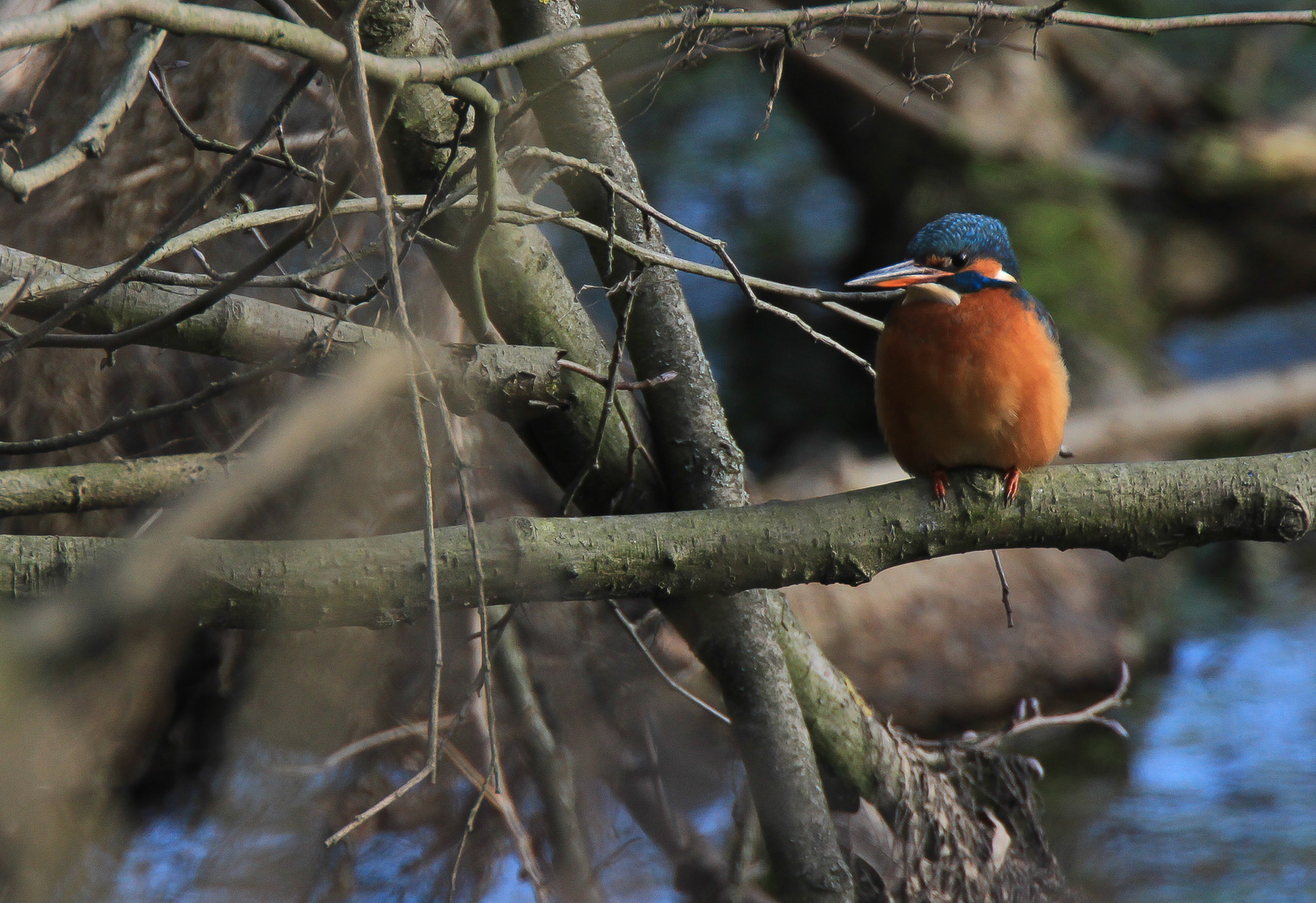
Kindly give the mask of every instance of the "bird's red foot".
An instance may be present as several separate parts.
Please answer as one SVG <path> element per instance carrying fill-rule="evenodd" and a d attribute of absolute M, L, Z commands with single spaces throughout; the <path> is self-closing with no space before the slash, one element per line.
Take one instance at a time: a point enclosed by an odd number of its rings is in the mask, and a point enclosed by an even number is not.
<path fill-rule="evenodd" d="M 1013 502 L 1019 494 L 1019 467 L 1005 471 L 1005 502 Z"/>
<path fill-rule="evenodd" d="M 945 470 L 932 471 L 932 494 L 937 496 L 937 502 L 946 500 L 946 484 L 949 480 L 950 477 Z"/>

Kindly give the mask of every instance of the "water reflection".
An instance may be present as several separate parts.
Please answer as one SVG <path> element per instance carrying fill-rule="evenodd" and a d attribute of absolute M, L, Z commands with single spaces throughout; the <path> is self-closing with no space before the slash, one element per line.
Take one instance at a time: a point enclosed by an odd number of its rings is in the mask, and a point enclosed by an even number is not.
<path fill-rule="evenodd" d="M 1313 648 L 1316 613 L 1179 642 L 1073 877 L 1121 903 L 1316 900 Z"/>

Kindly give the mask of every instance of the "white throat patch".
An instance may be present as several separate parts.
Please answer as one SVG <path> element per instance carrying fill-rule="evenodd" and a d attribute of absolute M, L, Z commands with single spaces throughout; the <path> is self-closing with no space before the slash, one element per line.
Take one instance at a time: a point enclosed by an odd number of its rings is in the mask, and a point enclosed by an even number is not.
<path fill-rule="evenodd" d="M 903 304 L 949 304 L 959 307 L 959 292 L 940 282 L 920 282 L 905 288 Z"/>

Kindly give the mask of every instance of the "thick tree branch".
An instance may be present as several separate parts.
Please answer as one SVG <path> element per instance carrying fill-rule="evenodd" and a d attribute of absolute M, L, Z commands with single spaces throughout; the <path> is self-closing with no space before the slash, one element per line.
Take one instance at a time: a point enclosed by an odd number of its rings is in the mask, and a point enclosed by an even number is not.
<path fill-rule="evenodd" d="M 118 126 L 124 113 L 137 100 L 137 95 L 142 92 L 142 86 L 146 84 L 146 72 L 162 43 L 164 43 L 164 32 L 154 28 L 138 29 L 128 39 L 128 59 L 114 80 L 105 88 L 100 109 L 87 120 L 86 125 L 78 129 L 63 150 L 41 163 L 14 170 L 4 159 L 0 159 L 0 187 L 13 195 L 14 200 L 25 201 L 28 195 L 37 188 L 68 175 L 87 161 L 104 154 L 105 140 Z"/>
<path fill-rule="evenodd" d="M 130 508 L 222 474 L 232 455 L 175 454 L 0 471 L 0 517 Z"/>
<path fill-rule="evenodd" d="M 574 4 L 566 0 L 499 0 L 495 9 L 513 41 L 551 39 L 579 25 Z M 745 458 L 726 424 L 676 272 L 637 267 L 634 258 L 615 253 L 617 237 L 658 254 L 669 250 L 650 219 L 655 211 L 599 72 L 588 63 L 588 50 L 575 45 L 537 57 L 520 72 L 526 88 L 540 95 L 536 117 L 549 143 L 584 158 L 592 170 L 563 179 L 563 187 L 583 217 L 605 230 L 601 240 L 590 242 L 604 283 L 634 283 L 633 294 L 613 295 L 612 301 L 617 322 L 629 325 L 626 349 L 636 373 L 641 379 L 678 374 L 676 380 L 645 392 L 672 507 L 744 505 Z M 713 247 L 740 278 L 722 246 L 715 242 Z M 753 290 L 741 287 L 757 301 Z M 721 687 L 780 898 L 787 903 L 853 900 L 853 882 L 769 617 L 767 595 L 705 599 L 661 592 L 655 602 Z"/>
<path fill-rule="evenodd" d="M 395 87 L 438 84 L 462 75 L 474 75 L 500 66 L 515 66 L 561 47 L 595 41 L 709 29 L 774 29 L 780 32 L 784 28 L 792 28 L 803 32 L 801 37 L 807 37 L 808 33 L 828 25 L 845 22 L 876 25 L 879 20 L 905 13 L 1012 21 L 1036 26 L 1073 25 L 1137 34 L 1159 34 L 1161 32 L 1194 28 L 1316 25 L 1316 14 L 1309 9 L 1136 18 L 1057 11 L 1054 5 L 1008 7 L 992 3 L 942 0 L 921 0 L 917 4 L 904 0 L 878 0 L 875 3 L 846 3 L 780 12 L 711 12 L 707 7 L 690 7 L 657 16 L 571 29 L 461 59 L 449 55 L 391 59 L 367 53 L 363 63 L 366 75 L 374 82 Z M 0 25 L 0 50 L 58 41 L 75 30 L 111 18 L 129 18 L 174 34 L 208 34 L 284 50 L 332 70 L 341 68 L 347 63 L 347 49 L 342 42 L 320 29 L 296 25 L 272 16 L 200 4 L 179 4 L 174 0 L 71 0 L 71 3 L 59 4 L 45 12 L 14 16 Z"/>
<path fill-rule="evenodd" d="M 1104 549 L 1161 557 L 1221 540 L 1291 541 L 1311 529 L 1316 452 L 1213 461 L 962 471 L 946 504 L 925 480 L 803 502 L 616 517 L 480 524 L 486 590 L 500 602 L 717 594 L 859 584 L 888 567 L 979 549 Z M 474 604 L 465 525 L 437 530 L 440 590 Z M 126 540 L 4 540 L 0 599 L 76 582 Z M 290 542 L 193 540 L 197 616 L 225 627 L 387 627 L 425 612 L 420 533 Z"/>

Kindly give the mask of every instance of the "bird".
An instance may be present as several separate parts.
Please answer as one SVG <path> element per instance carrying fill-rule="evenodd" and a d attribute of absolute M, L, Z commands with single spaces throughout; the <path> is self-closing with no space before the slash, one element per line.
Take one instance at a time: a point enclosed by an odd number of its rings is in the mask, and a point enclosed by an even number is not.
<path fill-rule="evenodd" d="M 1020 286 L 1000 220 L 942 216 L 908 254 L 846 283 L 904 290 L 878 340 L 878 425 L 938 502 L 955 467 L 1001 471 L 1013 502 L 1020 474 L 1061 453 L 1070 394 L 1055 321 Z"/>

§ §

Task to carry out: Render every line of the records above as a numbered list, skipping blank lines. Leave the pictures out.

Full response:
1. Kindly give the mask of every instance of the "bird's red foot".
2. An instance may be present as several separate parts.
3. Please answer as one SVG <path> element per instance carrying fill-rule="evenodd" and a d attribute of absolute M, L, Z commands with single spaces throughout; the <path> is self-closing with no space before the slash, one element per line.
4. Take one instance at a time: a point enclosed by an odd number of its rings is in the mask, and a point enclosed by an even number is not.
5. <path fill-rule="evenodd" d="M 1013 502 L 1019 494 L 1019 467 L 1005 471 L 1005 502 Z"/>
6. <path fill-rule="evenodd" d="M 945 470 L 932 471 L 932 494 L 937 496 L 937 502 L 946 500 L 946 484 L 949 480 L 950 477 Z"/>
7. Kindly give the mask of every instance of the "water reflection".
8. An instance may be present as several separate parts.
9. Please answer as one SVG <path> element per instance carrying fill-rule="evenodd" and a d attribute of absolute M, L, Z commands with single spaces throughout; the <path> is self-closing with no space before the slash, one element per line.
10. Take one instance at a time: a point enclosed by an odd number of its rings is in the mask, and a point enclosed by an even number is not.
11. <path fill-rule="evenodd" d="M 1313 648 L 1316 613 L 1179 642 L 1073 877 L 1121 903 L 1316 900 Z"/>
12. Kindly give the mask of every instance of the "white throat patch".
13. An instance may be present as several separate parts.
14. Please answer as one SVG <path> element per instance carrying fill-rule="evenodd" and a d attribute of absolute M, L, Z commands with single spaces throughout; the <path> is self-closing with no space before the slash, one element per line.
15. Take one instance at a time: a point enclosed by an odd number of its rings is in the mask, and a point enclosed by an even number is not.
16. <path fill-rule="evenodd" d="M 903 304 L 949 304 L 959 307 L 959 292 L 940 282 L 920 282 L 905 288 Z"/>
17. Kindly give the mask of every instance of the "thick tree branch".
18. An instance may be present as several separate parts.
19. Please answer as one SVG <path> element per instance carrying fill-rule="evenodd" and a d attribute of absolute M, L, Z commands with single spaces throughout; the <path> is self-closing with no space before the slash, one element per line.
20. Take one instance at a time: a point enclosed by an odd number of its rings is in the mask, and a point enclosed by an even number is not.
21. <path fill-rule="evenodd" d="M 118 126 L 124 113 L 137 100 L 137 95 L 142 92 L 142 86 L 146 84 L 146 72 L 162 43 L 164 43 L 164 32 L 154 28 L 138 29 L 128 39 L 128 59 L 114 80 L 105 88 L 100 109 L 87 120 L 86 125 L 78 129 L 63 150 L 41 163 L 14 170 L 4 159 L 0 159 L 0 187 L 13 195 L 14 200 L 25 201 L 28 195 L 37 188 L 68 175 L 87 161 L 104 154 L 105 140 Z"/>
22. <path fill-rule="evenodd" d="M 130 508 L 222 474 L 232 455 L 175 454 L 0 471 L 0 517 Z"/>
23. <path fill-rule="evenodd" d="M 574 4 L 566 0 L 499 0 L 495 9 L 513 41 L 551 39 L 579 25 Z M 745 458 L 726 424 L 676 272 L 637 267 L 634 258 L 615 253 L 617 237 L 658 254 L 669 250 L 650 219 L 655 211 L 599 72 L 588 63 L 588 50 L 575 45 L 537 57 L 520 72 L 526 88 L 540 95 L 536 117 L 549 143 L 584 158 L 592 170 L 563 179 L 563 187 L 583 217 L 605 230 L 601 240 L 590 242 L 604 283 L 634 283 L 633 294 L 613 295 L 612 301 L 617 322 L 629 325 L 626 349 L 636 373 L 641 379 L 678 374 L 676 380 L 645 392 L 672 507 L 744 505 Z M 713 247 L 740 278 L 722 246 L 715 242 Z M 753 290 L 741 287 L 757 301 Z M 721 687 L 780 898 L 787 903 L 853 900 L 853 882 L 769 617 L 767 595 L 705 599 L 661 592 L 655 602 Z"/>
24. <path fill-rule="evenodd" d="M 395 87 L 438 84 L 462 75 L 474 75 L 500 66 L 515 66 L 561 47 L 595 41 L 709 29 L 774 29 L 780 32 L 784 28 L 792 28 L 803 32 L 801 37 L 807 37 L 808 33 L 828 25 L 845 22 L 876 25 L 879 20 L 905 13 L 1012 21 L 1036 26 L 1073 25 L 1137 34 L 1159 34 L 1161 32 L 1194 28 L 1316 25 L 1316 14 L 1309 9 L 1136 18 L 1057 11 L 1054 5 L 1008 7 L 992 3 L 942 0 L 921 0 L 917 4 L 904 0 L 878 0 L 875 3 L 846 3 L 780 12 L 711 12 L 707 7 L 690 7 L 657 16 L 571 29 L 461 59 L 449 55 L 391 59 L 367 53 L 363 63 L 366 75 L 374 82 Z M 0 25 L 0 50 L 58 41 L 75 30 L 111 18 L 129 18 L 174 34 L 208 34 L 284 50 L 332 70 L 341 68 L 347 63 L 347 49 L 342 42 L 320 29 L 296 25 L 272 16 L 200 4 L 179 4 L 174 0 L 71 0 L 71 3 L 59 4 L 45 12 L 14 16 Z"/>
25. <path fill-rule="evenodd" d="M 1104 549 L 1161 557 L 1221 540 L 1291 541 L 1311 529 L 1316 452 L 1213 461 L 962 471 L 946 504 L 925 480 L 803 502 L 616 517 L 480 524 L 486 590 L 500 602 L 717 594 L 859 584 L 888 567 L 979 549 Z M 474 604 L 465 525 L 437 530 L 440 590 Z M 126 540 L 4 540 L 0 599 L 76 582 Z M 290 542 L 193 540 L 197 616 L 225 627 L 387 627 L 425 612 L 420 533 Z"/>
26. Kindly give the mask of every instance of the "bird".
27. An instance may be present as several separate parts.
28. Please answer as one SVG <path> element per instance carrying fill-rule="evenodd" and a d attribute of absolute M, L, Z commands with single spaces throughout; the <path> is self-closing with no space before the slash, one element per line.
29. Take one instance at a time: a point enclosed by an odd number of its rings is in the mask, and a point enclosed by an even number is not.
30. <path fill-rule="evenodd" d="M 1020 286 L 1000 220 L 942 216 L 908 254 L 846 283 L 904 290 L 878 340 L 878 425 L 938 502 L 955 467 L 1001 471 L 1013 502 L 1020 474 L 1061 453 L 1070 394 L 1055 321 Z"/>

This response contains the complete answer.